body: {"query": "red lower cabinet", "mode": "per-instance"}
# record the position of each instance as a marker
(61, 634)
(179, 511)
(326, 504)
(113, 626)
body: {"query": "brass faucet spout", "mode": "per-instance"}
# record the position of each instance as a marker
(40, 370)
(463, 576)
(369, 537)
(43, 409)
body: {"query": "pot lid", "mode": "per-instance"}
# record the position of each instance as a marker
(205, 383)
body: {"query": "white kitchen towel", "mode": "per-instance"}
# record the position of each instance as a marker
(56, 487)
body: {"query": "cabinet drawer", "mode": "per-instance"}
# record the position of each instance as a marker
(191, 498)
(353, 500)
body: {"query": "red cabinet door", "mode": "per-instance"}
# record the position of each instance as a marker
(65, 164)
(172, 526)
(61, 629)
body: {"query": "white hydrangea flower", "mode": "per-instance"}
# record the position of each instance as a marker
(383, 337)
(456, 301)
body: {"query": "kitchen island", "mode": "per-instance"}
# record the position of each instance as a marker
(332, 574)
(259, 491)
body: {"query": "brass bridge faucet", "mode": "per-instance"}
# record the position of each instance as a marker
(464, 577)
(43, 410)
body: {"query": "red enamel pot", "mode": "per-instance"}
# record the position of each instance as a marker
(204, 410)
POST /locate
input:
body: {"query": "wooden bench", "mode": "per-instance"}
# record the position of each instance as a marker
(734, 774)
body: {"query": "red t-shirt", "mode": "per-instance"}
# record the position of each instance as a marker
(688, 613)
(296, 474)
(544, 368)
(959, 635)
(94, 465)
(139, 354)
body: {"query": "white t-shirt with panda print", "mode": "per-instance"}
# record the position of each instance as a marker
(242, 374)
· · · ·
▸ WHAT YOU NEED TO DO
The answer must be the full data, repeated word for word.

▸ FINISHED TASK
body: {"query": "red lower cabinet", "mode": "per-instance"}
# record the position of each instance as a marker
(61, 634)
(179, 511)
(326, 504)
(113, 626)
body: {"query": "brass faucet spout", "mode": "per-instance"}
# record the position of each instance as a marker
(40, 370)
(463, 576)
(369, 537)
(43, 409)
body: {"query": "pot lid", "mode": "per-instance"}
# record the position of each instance as a marker
(205, 383)
body: {"query": "white kitchen towel", "mode": "per-instance"}
# record the position of each instance as a marker
(56, 487)
body: {"query": "cabinet drawer", "mode": "per-instance"}
# record the position of each instance as a marker
(191, 498)
(353, 500)
body: {"query": "red cabinet door", "mode": "per-instance"}
# record the position of each instance as a marker
(65, 164)
(172, 526)
(61, 629)
body: {"query": "white hydrangea flower", "mode": "per-instance"}
# record the position of each instance as a marker
(383, 337)
(456, 301)
body: {"query": "kitchen island", "mode": "per-instance"}
# record the position of each instance as a marker
(332, 574)
(259, 491)
body: {"query": "brass bridge faucet", "mode": "per-instance"}
# record the position of each instance as a marker
(464, 577)
(43, 410)
body: {"query": "red enamel pot", "mode": "per-instance"}
# record the position of each instance as a marker
(204, 410)
POST /locate
input:
body: {"query": "wooden bench", "mode": "per-instance"}
# record the position of each instance as a marker
(734, 774)
body: {"query": "red t-shirt", "mode": "per-instance"}
# record the position of each instance as a marker
(688, 613)
(296, 474)
(544, 368)
(959, 635)
(94, 465)
(139, 354)
body: {"query": "white t-shirt with panda print", "mode": "per-instance"}
# record the position of each instance as a marker
(242, 374)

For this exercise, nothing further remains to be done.